EXCERPT TO READ:
--

OAKLAND (CBS SF) -- The Alameda County Sheriff's Department apologized Tuesday for a retweet on its social media account of a video post from prominent
white nationalist Richard Spencer.

Alameda County sheriff's Sgt. Ray Kelly said he mistakenly hit the post button while researching social media posts involving a right-wing rally planned in Berkeley later this month.

The video was of a media briefing held by Spencer following the "Unite the Right" rally in Charlottesville that turned deadly when a man drove a car into a crowd of counter-protesters, killing a woman and injuring nearly two dozen other people.

Kelly said he was doing research on Spencer because he's a "focal point" of the "No to Marxism in America" rally. He said when he was trying to close the video, he "hit a bunch of buttons at the bottom, and one must have been the retweet button."

The tweet remained shared on the Twitter profile of the sheriff's office for an extended period of time, prompting inquiries from journalists and other Twitter users.

"I'm not very savvy with Twitter," Kelly said. "I had to call our IT person to take it down, that's why it took a bit of time."

"It was a mistake, I deserve it on this one," he said, but emphasized "it was an accident, and there was no ill will or bad intention."

The Aug. 27 Berkeley event is planned for 1 p.m. in Martin Luther King Jr. Civic Center Park and is already prompting plans for a counter-protest.

Multiple similar events organized by white nationalists took place in Berkeley earlier this year, most recently in late April following the cancellation of a planned speech by conservative commentator Ann Coulter at University of California at Berkeley.

The demonstrations have turned violent with several arrests and injuries.

--

Data lines:
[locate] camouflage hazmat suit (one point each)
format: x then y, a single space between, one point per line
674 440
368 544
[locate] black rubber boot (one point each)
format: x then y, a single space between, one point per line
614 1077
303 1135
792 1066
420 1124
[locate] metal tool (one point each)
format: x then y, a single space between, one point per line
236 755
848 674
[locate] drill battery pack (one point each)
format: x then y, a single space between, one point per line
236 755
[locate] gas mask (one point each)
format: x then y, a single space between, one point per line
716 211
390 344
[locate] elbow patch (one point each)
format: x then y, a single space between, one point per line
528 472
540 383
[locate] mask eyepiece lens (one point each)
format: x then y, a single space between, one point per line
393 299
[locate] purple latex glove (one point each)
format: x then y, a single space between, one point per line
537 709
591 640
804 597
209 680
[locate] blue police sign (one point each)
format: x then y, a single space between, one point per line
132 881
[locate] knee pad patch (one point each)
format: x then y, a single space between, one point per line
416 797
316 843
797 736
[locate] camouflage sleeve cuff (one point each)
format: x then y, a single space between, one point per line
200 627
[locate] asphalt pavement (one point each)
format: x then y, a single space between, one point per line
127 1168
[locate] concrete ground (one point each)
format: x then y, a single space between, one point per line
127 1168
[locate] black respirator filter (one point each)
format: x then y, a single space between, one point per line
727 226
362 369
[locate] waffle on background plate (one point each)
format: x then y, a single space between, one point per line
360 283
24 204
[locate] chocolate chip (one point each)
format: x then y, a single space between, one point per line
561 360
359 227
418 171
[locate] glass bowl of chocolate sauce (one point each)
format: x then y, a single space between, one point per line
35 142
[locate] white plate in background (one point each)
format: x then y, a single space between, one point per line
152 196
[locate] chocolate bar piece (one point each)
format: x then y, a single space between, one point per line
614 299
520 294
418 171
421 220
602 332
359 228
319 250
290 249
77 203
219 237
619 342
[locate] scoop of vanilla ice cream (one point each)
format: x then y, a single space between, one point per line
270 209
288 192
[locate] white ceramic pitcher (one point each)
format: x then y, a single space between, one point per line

--

GOAL OF THE EXERCISE: According to the news report, why did it take a while to remove the retweet? The entries are material separate from the news report.

RESPONSE BELOW: Kelly had to call the department's IT person to take it down.